==== Dataset records

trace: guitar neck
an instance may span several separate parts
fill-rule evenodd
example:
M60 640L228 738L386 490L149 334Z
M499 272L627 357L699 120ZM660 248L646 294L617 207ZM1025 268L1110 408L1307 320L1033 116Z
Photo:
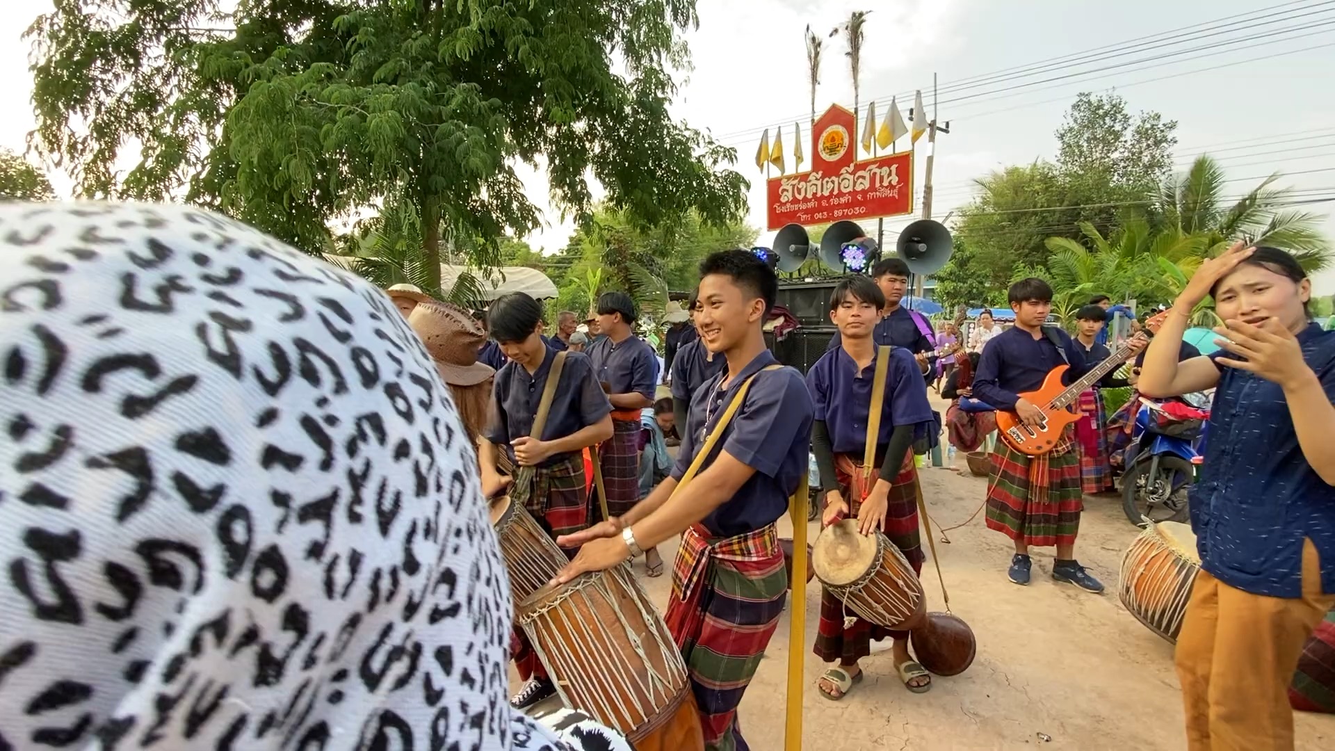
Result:
M1057 394L1057 398L1052 400L1052 406L1055 409L1065 409L1071 406L1079 397L1085 392L1085 389L1093 386L1100 378L1112 373L1127 361L1127 355L1131 354L1131 345L1124 343L1117 347L1117 351L1112 353L1107 359L1100 362L1093 367L1093 370L1085 373L1079 381L1067 386L1067 390Z

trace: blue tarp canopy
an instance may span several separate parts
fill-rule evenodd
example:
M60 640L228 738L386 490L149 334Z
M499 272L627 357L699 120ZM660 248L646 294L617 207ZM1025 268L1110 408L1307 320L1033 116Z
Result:
M977 318L984 310L992 311L993 321L1015 321L1015 311L1009 307L975 307L969 311L969 318Z
M1200 326L1187 329L1181 335L1181 341L1199 349L1200 354L1219 351L1219 345L1215 343L1216 338L1219 338L1219 334Z
M944 310L940 302L933 302L930 299L914 295L905 295L904 299L900 301L900 305L902 305L909 310L917 310L924 315L936 315L937 313L941 313L941 310Z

========

[Directions for this task]:
Convert every line of the items above into a JSON list of strings, one string per line, skipping blank lines and leaving out the pictures.

[The reply]:
[
  "trace: guitar neck",
  "an instance may span several separate parts",
  "fill-rule evenodd",
  "example:",
  "M60 640L228 738L386 490L149 334Z",
  "M499 272L627 357L699 120ZM660 248L646 294L617 207ZM1025 268L1110 408L1307 320L1033 116Z",
  "Photo:",
  "Result:",
  "M1057 394L1057 398L1052 400L1052 406L1055 409L1065 409L1071 406L1079 397L1085 392L1085 389L1093 386L1100 378L1112 373L1127 361L1127 355L1131 354L1131 345L1124 343L1117 347L1117 351L1112 353L1107 359L1100 362L1093 367L1093 370L1085 373L1079 381L1067 386L1067 390Z",
  "trace: blue tarp canopy",
  "an instance may span several separate parts",
  "fill-rule evenodd",
  "example:",
  "M60 640L228 738L386 490L149 334Z",
  "M499 272L627 357L699 120ZM660 248L646 294L617 207ZM1025 268L1110 408L1307 320L1033 116Z",
  "Result:",
  "M977 318L984 310L992 311L993 321L1015 321L1015 311L1009 307L975 307L969 311L969 318Z",
  "M1200 326L1187 329L1181 335L1181 341L1199 349L1200 354L1219 351L1219 345L1215 343L1216 338L1219 338L1219 334Z",
  "M944 310L940 302L933 302L930 299L914 295L905 295L904 299L900 301L900 305L902 305L909 310L917 310L924 315L936 315L937 313L941 313L941 310Z"
]